■ YOUR TASK: Report how many lines in the items below contain the word "white", giving only the number.

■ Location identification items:
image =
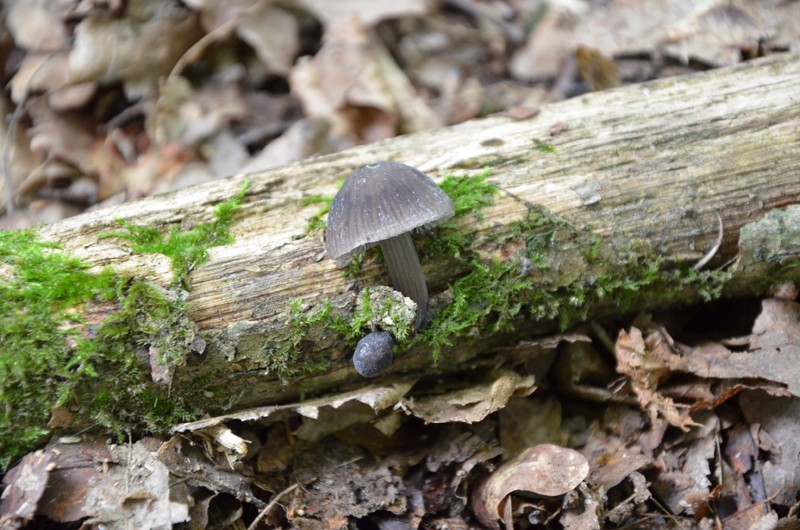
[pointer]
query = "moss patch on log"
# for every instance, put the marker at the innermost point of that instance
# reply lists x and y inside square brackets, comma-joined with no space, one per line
[51,355]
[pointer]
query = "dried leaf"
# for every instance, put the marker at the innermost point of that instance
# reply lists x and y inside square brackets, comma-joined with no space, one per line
[274,34]
[546,469]
[138,49]
[37,25]
[24,486]
[367,12]
[376,397]
[645,367]
[774,353]
[472,404]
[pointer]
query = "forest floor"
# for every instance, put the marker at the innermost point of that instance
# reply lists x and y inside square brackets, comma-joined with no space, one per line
[684,418]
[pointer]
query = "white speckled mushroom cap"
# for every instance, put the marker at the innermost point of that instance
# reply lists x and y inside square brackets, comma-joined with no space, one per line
[381,201]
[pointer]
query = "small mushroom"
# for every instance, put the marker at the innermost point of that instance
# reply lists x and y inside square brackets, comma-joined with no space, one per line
[374,354]
[381,204]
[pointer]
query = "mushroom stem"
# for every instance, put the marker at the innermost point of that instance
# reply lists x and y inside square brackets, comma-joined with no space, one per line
[406,272]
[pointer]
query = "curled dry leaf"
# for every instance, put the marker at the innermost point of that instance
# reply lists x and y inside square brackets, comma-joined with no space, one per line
[470,404]
[646,363]
[37,25]
[546,469]
[138,49]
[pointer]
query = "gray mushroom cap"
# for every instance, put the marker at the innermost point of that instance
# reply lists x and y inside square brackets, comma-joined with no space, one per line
[381,201]
[374,354]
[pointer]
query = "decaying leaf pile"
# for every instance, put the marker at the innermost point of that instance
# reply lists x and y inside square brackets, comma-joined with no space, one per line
[635,429]
[113,100]
[684,419]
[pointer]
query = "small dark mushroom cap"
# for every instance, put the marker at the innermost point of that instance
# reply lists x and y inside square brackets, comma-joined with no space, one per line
[374,354]
[381,201]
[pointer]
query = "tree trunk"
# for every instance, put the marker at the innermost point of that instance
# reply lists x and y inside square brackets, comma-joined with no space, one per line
[606,202]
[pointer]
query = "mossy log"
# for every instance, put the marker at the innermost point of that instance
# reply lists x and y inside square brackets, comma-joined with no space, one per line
[604,203]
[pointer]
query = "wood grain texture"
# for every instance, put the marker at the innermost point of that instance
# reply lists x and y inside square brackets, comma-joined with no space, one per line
[655,162]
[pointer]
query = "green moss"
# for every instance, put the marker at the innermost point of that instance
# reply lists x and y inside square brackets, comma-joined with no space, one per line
[469,194]
[544,147]
[486,301]
[293,356]
[187,249]
[316,223]
[50,356]
[502,295]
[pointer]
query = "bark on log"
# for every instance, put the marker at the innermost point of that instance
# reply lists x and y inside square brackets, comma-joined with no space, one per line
[647,165]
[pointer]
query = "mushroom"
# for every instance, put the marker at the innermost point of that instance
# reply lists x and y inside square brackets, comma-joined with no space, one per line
[381,204]
[374,354]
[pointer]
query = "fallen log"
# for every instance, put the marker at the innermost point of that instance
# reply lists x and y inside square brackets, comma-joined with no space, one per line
[672,191]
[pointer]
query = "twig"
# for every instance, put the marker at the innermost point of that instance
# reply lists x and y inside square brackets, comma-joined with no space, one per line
[271,504]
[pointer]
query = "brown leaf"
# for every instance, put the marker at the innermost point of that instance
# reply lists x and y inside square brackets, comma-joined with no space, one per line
[645,366]
[472,404]
[545,469]
[368,12]
[774,353]
[24,486]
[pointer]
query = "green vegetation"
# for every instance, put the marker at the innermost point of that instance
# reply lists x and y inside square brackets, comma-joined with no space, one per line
[544,147]
[50,356]
[187,249]
[469,194]
[315,222]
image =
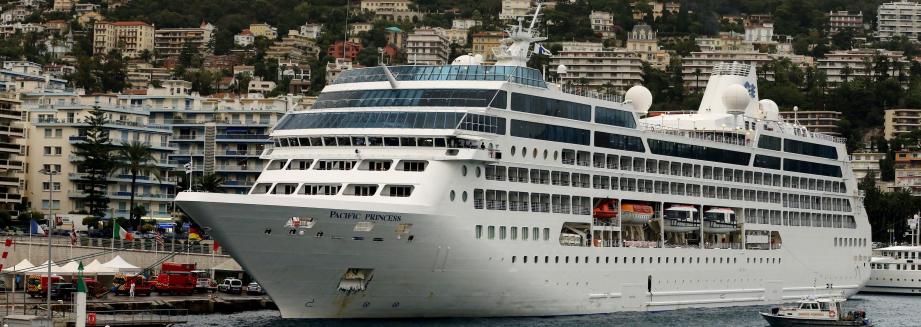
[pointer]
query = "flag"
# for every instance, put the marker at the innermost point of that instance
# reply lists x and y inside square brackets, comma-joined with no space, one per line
[120,233]
[539,49]
[34,228]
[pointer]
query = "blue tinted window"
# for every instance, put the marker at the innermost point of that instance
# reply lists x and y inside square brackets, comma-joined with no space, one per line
[619,142]
[551,107]
[762,161]
[548,132]
[698,152]
[814,168]
[614,117]
[428,97]
[393,119]
[810,149]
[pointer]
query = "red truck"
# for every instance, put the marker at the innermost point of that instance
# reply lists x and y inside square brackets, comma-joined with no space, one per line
[37,285]
[176,278]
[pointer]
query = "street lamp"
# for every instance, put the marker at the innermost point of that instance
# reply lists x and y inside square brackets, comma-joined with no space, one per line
[50,172]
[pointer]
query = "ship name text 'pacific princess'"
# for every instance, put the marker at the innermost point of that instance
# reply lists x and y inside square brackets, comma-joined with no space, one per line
[484,190]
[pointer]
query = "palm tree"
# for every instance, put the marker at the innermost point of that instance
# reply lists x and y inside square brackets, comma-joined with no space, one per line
[137,158]
[210,182]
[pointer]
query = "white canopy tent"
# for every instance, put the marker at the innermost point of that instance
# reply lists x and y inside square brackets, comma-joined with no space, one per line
[97,268]
[118,264]
[24,264]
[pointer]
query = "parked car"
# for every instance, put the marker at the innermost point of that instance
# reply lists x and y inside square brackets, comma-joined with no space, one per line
[254,289]
[62,291]
[231,285]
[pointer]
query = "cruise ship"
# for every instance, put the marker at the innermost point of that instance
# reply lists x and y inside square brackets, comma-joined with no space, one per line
[472,190]
[897,269]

■ WRITTEN RESPONSE: 2